Task directions: Locate each line below that contains the word "green", and copy every one of them.

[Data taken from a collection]
· · · · ·

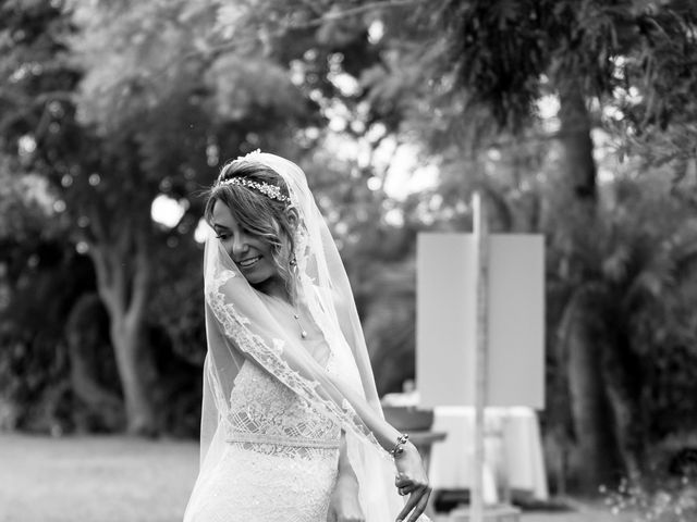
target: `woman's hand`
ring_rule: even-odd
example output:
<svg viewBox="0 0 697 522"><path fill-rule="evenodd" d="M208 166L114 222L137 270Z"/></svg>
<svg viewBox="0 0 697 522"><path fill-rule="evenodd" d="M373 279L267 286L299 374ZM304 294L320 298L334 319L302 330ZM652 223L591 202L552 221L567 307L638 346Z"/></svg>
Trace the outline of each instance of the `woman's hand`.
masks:
<svg viewBox="0 0 697 522"><path fill-rule="evenodd" d="M365 522L358 502L358 480L351 468L340 471L329 500L330 522Z"/></svg>
<svg viewBox="0 0 697 522"><path fill-rule="evenodd" d="M400 495L409 496L396 520L401 522L408 515L405 522L415 522L426 509L428 497L431 495L431 487L428 484L424 462L416 446L412 443L406 443L404 451L394 457L394 464L398 472L394 485Z"/></svg>

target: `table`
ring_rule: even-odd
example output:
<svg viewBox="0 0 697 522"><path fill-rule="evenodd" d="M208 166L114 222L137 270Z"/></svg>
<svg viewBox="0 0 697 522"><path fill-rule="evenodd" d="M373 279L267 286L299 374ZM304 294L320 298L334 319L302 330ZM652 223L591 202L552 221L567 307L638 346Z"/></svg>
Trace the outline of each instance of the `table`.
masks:
<svg viewBox="0 0 697 522"><path fill-rule="evenodd" d="M472 407L435 409L431 430L445 433L447 437L431 448L429 478L433 489L469 489L474 422ZM549 499L535 411L524 407L489 407L485 410L485 501L494 504L511 489L524 490L536 500Z"/></svg>

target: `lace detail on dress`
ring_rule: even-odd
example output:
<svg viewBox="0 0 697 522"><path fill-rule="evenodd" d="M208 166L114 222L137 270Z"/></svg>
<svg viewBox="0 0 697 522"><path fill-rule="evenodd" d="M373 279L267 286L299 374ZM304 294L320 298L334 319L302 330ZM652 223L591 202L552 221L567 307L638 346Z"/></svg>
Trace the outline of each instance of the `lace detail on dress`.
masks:
<svg viewBox="0 0 697 522"><path fill-rule="evenodd" d="M225 423L227 440L266 455L333 457L341 427L326 414L245 362L235 378Z"/></svg>
<svg viewBox="0 0 697 522"><path fill-rule="evenodd" d="M343 400L340 406L330 399L323 398L317 390L319 383L304 377L288 364L282 357L285 346L283 339L272 338L267 343L260 335L253 333L246 326L249 321L240 314L231 302L227 302L223 291L225 283L234 276L233 271L217 270L210 283L206 285L207 301L223 326L225 335L233 338L242 351L248 353L299 398L325 409L326 414L339 421L341 426L369 440L381 450L380 452L384 458L389 458L387 451L382 450L372 433L360 421L360 418L347 400ZM288 412L284 412L285 414Z"/></svg>

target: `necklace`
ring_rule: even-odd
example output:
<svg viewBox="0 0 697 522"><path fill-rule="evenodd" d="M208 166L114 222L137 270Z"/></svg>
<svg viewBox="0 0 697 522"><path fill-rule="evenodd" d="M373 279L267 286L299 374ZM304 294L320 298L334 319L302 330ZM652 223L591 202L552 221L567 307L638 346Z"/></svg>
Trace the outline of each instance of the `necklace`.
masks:
<svg viewBox="0 0 697 522"><path fill-rule="evenodd" d="M301 324L301 315L297 313L297 311L293 312L293 318L295 318L295 322L301 327L301 337L304 339L307 338L307 332L305 331L305 328L303 328L303 325Z"/></svg>
<svg viewBox="0 0 697 522"><path fill-rule="evenodd" d="M273 296L268 296L268 301L267 302L269 304L273 304L276 307L276 309L279 312L282 312L283 314L288 313L288 311L290 309L290 312L292 313L293 319L297 323L297 326L301 328L301 337L303 339L307 338L307 331L303 327L303 323L301 322L301 312L299 312L298 308L294 307L293 304L291 304L285 299L280 299L278 297L273 297Z"/></svg>

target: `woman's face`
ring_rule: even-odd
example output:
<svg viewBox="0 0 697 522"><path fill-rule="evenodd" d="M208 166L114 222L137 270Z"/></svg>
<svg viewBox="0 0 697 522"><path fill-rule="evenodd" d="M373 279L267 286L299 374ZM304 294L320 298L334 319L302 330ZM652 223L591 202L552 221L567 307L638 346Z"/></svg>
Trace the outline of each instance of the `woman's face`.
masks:
<svg viewBox="0 0 697 522"><path fill-rule="evenodd" d="M284 293L285 285L273 262L269 243L243 228L221 201L213 203L210 224L250 285L270 295Z"/></svg>

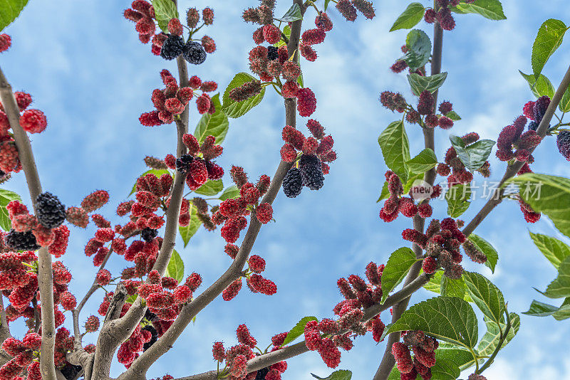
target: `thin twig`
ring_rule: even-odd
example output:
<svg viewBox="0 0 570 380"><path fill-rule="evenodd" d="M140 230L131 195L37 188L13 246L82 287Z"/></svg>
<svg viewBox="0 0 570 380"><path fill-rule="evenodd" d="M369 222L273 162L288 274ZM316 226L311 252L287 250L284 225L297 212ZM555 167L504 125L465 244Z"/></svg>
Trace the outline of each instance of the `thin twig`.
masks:
<svg viewBox="0 0 570 380"><path fill-rule="evenodd" d="M437 4L436 8L437 9ZM443 29L442 29L441 26L440 25L439 22L435 22L434 27L433 27L433 53L432 53L432 63L431 63L431 75L435 75L441 73L441 65L442 65L442 47L443 47ZM435 91L433 94L433 97L435 99L434 101L434 107L437 107L437 94L438 91ZM424 136L424 145L425 148L429 148L432 150L435 150L435 139L434 136L434 130L432 128L423 128L423 136ZM432 169L426 171L425 174L424 174L424 181L429 184L430 185L433 185L433 183L435 181L435 169ZM414 229L423 232L423 229L425 225L425 219L421 218L419 216L416 216L413 218L413 226ZM418 246L417 244L413 245L413 250L414 253L415 253L415 257L418 258L421 258L423 254L422 248ZM422 268L422 262L417 261L412 265L412 268L410 268L410 271L408 273L408 275L406 276L405 280L404 281L404 285L411 283L419 275L420 270ZM410 302L410 297L403 300L401 302L398 304L394 307L392 310L392 322L395 322L397 321L400 317L402 316L402 314L408 308L408 305ZM382 361L380 363L380 366L378 366L378 370L376 371L375 374L374 375L373 380L385 380L388 379L388 376L390 375L390 372L392 371L392 369L394 367L394 364L395 364L395 361L394 360L394 356L392 354L392 345L398 342L400 340L400 333L399 332L394 332L388 335L388 340L386 342L386 348L384 352L384 356L382 358Z"/></svg>
<svg viewBox="0 0 570 380"><path fill-rule="evenodd" d="M407 286L404 287L401 290L396 292L392 295L386 298L385 302L382 305L375 305L364 310L364 317L362 318L362 322L365 322L368 321L382 312L384 310L389 309L393 305L402 301L409 297L410 295L422 287L425 284L429 281L429 278L425 275L422 275L418 277L415 280L412 281ZM339 332L339 334L348 332L348 330L344 330ZM309 349L305 344L305 341L300 342L291 346L288 346L281 349L274 351L269 354L265 354L259 357L256 357L247 362L247 372L253 372L262 368L274 364L282 360L296 357L305 352L308 352ZM214 380L216 379L217 371L209 371L193 376L186 377L180 377L175 380Z"/></svg>
<svg viewBox="0 0 570 380"><path fill-rule="evenodd" d="M14 139L18 148L18 156L26 175L26 182L30 193L33 209L36 210L36 199L41 194L36 160L31 150L28 135L20 126L20 109L12 92L12 86L0 68L0 100L4 107L10 127L14 132ZM53 353L56 344L56 319L53 309L53 279L52 278L51 254L47 247L42 247L38 252L38 283L42 304L41 313L41 352L40 371L43 380L57 380Z"/></svg>

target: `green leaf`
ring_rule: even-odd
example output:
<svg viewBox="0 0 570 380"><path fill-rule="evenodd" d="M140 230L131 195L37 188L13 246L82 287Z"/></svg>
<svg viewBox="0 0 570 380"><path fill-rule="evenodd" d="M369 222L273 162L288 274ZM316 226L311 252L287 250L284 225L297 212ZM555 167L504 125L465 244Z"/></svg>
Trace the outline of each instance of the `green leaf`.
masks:
<svg viewBox="0 0 570 380"><path fill-rule="evenodd" d="M570 256L570 247L565 243L546 235L532 232L529 233L537 248L556 269L563 260Z"/></svg>
<svg viewBox="0 0 570 380"><path fill-rule="evenodd" d="M530 304L529 310L524 312L522 314L532 315L533 317L548 317L549 315L554 314L554 312L558 310L558 309L556 306L534 300Z"/></svg>
<svg viewBox="0 0 570 380"><path fill-rule="evenodd" d="M442 276L441 295L463 298L465 295L465 281L462 278L452 279L447 276Z"/></svg>
<svg viewBox="0 0 570 380"><path fill-rule="evenodd" d="M469 184L459 184L452 186L445 193L447 201L447 215L457 218L465 212L471 202L471 186Z"/></svg>
<svg viewBox="0 0 570 380"><path fill-rule="evenodd" d="M408 33L405 39L408 52L403 57L410 70L415 71L423 67L430 60L432 53L432 41L425 31L414 29Z"/></svg>
<svg viewBox="0 0 570 380"><path fill-rule="evenodd" d="M487 256L487 261L485 265L491 269L491 272L494 273L494 267L497 265L497 262L499 260L499 253L493 248L490 243L480 236L477 236L475 233L469 236L469 240L471 243L475 244L483 253Z"/></svg>
<svg viewBox="0 0 570 380"><path fill-rule="evenodd" d="M550 283L544 294L549 298L570 297L570 256L560 263L558 277Z"/></svg>
<svg viewBox="0 0 570 380"><path fill-rule="evenodd" d="M531 91L537 97L546 95L551 99L554 96L554 86L552 85L550 80L546 76L541 74L537 80L534 78L534 75L525 74L520 70L519 73L521 73L522 78L527 80Z"/></svg>
<svg viewBox="0 0 570 380"><path fill-rule="evenodd" d="M346 369L339 369L335 371L326 377L318 377L314 374L311 374L315 379L320 380L351 380L352 379L352 372Z"/></svg>
<svg viewBox="0 0 570 380"><path fill-rule="evenodd" d="M293 6L289 8L289 11L285 12L285 14L283 15L283 17L281 19L276 19L276 20L283 21L284 23L289 23L302 19L303 14L301 13L301 7L297 3L294 4Z"/></svg>
<svg viewBox="0 0 570 380"><path fill-rule="evenodd" d="M224 189L221 179L209 179L207 182L194 191L197 194L212 196L216 195Z"/></svg>
<svg viewBox="0 0 570 380"><path fill-rule="evenodd" d="M239 196L239 190L236 185L232 185L224 190L224 192L222 193L218 199L225 201L226 199L237 198L238 196Z"/></svg>
<svg viewBox="0 0 570 380"><path fill-rule="evenodd" d="M450 140L457 153L459 159L472 172L483 166L494 146L493 140L479 140L468 147L465 147L465 142L459 136L451 135Z"/></svg>
<svg viewBox="0 0 570 380"><path fill-rule="evenodd" d="M425 9L420 3L412 3L408 6L405 11L398 16L394 25L390 28L390 31L398 29L411 29L418 23L422 21Z"/></svg>
<svg viewBox="0 0 570 380"><path fill-rule="evenodd" d="M437 349L435 351L436 355L440 349ZM465 352L467 352L470 356L471 355L468 351ZM432 379L434 380L455 380L459 377L460 373L461 371L457 365L452 360L449 359L437 357L435 365L431 368ZM398 367L394 366L394 368L392 369L392 371L390 372L388 380L400 380L400 371L398 370ZM418 375L418 379L421 379L421 376Z"/></svg>
<svg viewBox="0 0 570 380"><path fill-rule="evenodd" d="M387 327L383 336L398 331L423 330L438 339L474 347L477 328L475 312L466 301L457 297L436 297L410 307Z"/></svg>
<svg viewBox="0 0 570 380"><path fill-rule="evenodd" d="M533 210L547 215L560 232L570 236L570 179L527 173L508 184L518 185L521 197Z"/></svg>
<svg viewBox="0 0 570 380"><path fill-rule="evenodd" d="M227 88L226 88L226 90L224 92L224 96L222 97L224 104L222 105L222 110L225 112L228 117L236 118L243 116L252 108L261 102L265 95L265 88L262 88L261 92L256 95L241 102L234 102L229 98L229 91L243 85L244 83L254 80L256 80L256 79L249 74L247 73L239 73L236 74L234 79L229 83Z"/></svg>
<svg viewBox="0 0 570 380"><path fill-rule="evenodd" d="M168 266L166 267L165 275L176 279L178 283L184 280L184 262L176 250L172 250L172 255L170 256Z"/></svg>
<svg viewBox="0 0 570 380"><path fill-rule="evenodd" d="M376 203L378 203L383 199L388 199L390 198L390 191L388 189L388 181L384 181L384 185L382 186L382 191L380 193L380 197Z"/></svg>
<svg viewBox="0 0 570 380"><path fill-rule="evenodd" d="M0 0L0 31L20 15L28 0Z"/></svg>
<svg viewBox="0 0 570 380"><path fill-rule="evenodd" d="M12 228L12 222L6 206L12 201L21 201L19 195L4 189L0 189L0 228L9 231Z"/></svg>
<svg viewBox="0 0 570 380"><path fill-rule="evenodd" d="M291 329L291 330L287 333L287 336L285 337L285 340L283 341L283 344L281 347L285 346L289 344L298 337L301 337L305 332L305 325L309 321L318 321L318 320L316 317L304 317L297 324L295 325L294 327Z"/></svg>
<svg viewBox="0 0 570 380"><path fill-rule="evenodd" d="M410 159L410 142L403 122L393 122L378 137L378 144L386 165L403 182L408 179L405 162Z"/></svg>
<svg viewBox="0 0 570 380"><path fill-rule="evenodd" d="M406 162L408 169L412 173L425 173L437 164L437 157L430 148L420 152L416 157Z"/></svg>
<svg viewBox="0 0 570 380"><path fill-rule="evenodd" d="M459 14L480 14L489 20L507 19L503 12L503 6L499 0L475 0L470 4L460 3L454 11Z"/></svg>
<svg viewBox="0 0 570 380"><path fill-rule="evenodd" d="M408 181L404 185L405 194L407 194L410 192L410 189L412 189L412 186L414 185L414 182L418 180L423 180L423 173L418 173L417 174L410 173L410 178L408 179Z"/></svg>
<svg viewBox="0 0 570 380"><path fill-rule="evenodd" d="M539 78L549 58L562 43L567 30L564 22L555 19L546 20L540 26L532 46L531 58L535 78Z"/></svg>
<svg viewBox="0 0 570 380"><path fill-rule="evenodd" d="M172 0L152 0L155 9L156 21L163 32L168 33L168 21L171 19L178 19L176 4Z"/></svg>
<svg viewBox="0 0 570 380"><path fill-rule="evenodd" d="M196 206L190 204L190 223L188 223L188 226L178 226L180 236L182 236L182 241L184 241L184 248L186 248L188 245L188 242L190 241L190 238L194 236L194 234L198 231L200 224L202 224L202 221L198 218L198 211Z"/></svg>
<svg viewBox="0 0 570 380"><path fill-rule="evenodd" d="M384 271L382 272L382 300L386 298L398 285L402 282L408 271L416 262L415 253L408 247L398 248L390 255Z"/></svg>
<svg viewBox="0 0 570 380"><path fill-rule="evenodd" d="M484 276L473 272L464 272L463 280L477 307L498 324L504 313L504 298L499 288Z"/></svg>
<svg viewBox="0 0 570 380"><path fill-rule="evenodd" d="M216 144L222 144L226 138L227 130L229 128L229 122L227 116L222 110L222 104L219 102L219 93L216 94L212 97L212 102L216 107L214 115L208 112L204 114L196 126L194 131L194 136L198 139L198 142L202 144L204 140L209 135L216 137Z"/></svg>
<svg viewBox="0 0 570 380"><path fill-rule="evenodd" d="M141 176L145 176L147 174L155 174L158 178L160 178L160 176L162 176L162 174L170 174L170 172L165 169L151 169L150 170L147 170L146 171L138 176L138 177L137 178L138 179L140 178ZM133 189L130 190L130 193L129 193L129 196L130 196L131 195L134 194L136 192L137 192L137 181L135 181L135 184L133 185Z"/></svg>
<svg viewBox="0 0 570 380"><path fill-rule="evenodd" d="M501 348L506 346L517 335L521 326L520 317L514 312L509 313L509 315L511 316L511 329L509 330L509 334L507 334L507 338L503 342ZM485 324L487 325L487 332L481 338L481 342L477 347L477 354L480 357L489 356L493 353L501 339L500 331L501 329L504 331L505 327L504 324L502 323L499 329L499 325L487 319L485 320Z"/></svg>
<svg viewBox="0 0 570 380"><path fill-rule="evenodd" d="M455 111L450 111L445 114L445 116L456 122L461 120L461 117Z"/></svg>
<svg viewBox="0 0 570 380"><path fill-rule="evenodd" d="M412 88L412 92L419 96L426 90L429 90L432 93L435 93L443 85L447 78L447 73L441 73L429 77L424 77L414 73L408 75L408 81Z"/></svg>

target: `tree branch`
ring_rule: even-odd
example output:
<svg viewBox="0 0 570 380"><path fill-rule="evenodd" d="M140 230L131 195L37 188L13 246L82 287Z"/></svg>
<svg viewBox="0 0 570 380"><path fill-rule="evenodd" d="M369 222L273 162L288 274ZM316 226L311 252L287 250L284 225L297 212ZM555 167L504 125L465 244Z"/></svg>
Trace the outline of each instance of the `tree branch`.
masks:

· · · · ·

Response below:
target: `green leaf`
Trace the outline of each instance of the `green leaf`.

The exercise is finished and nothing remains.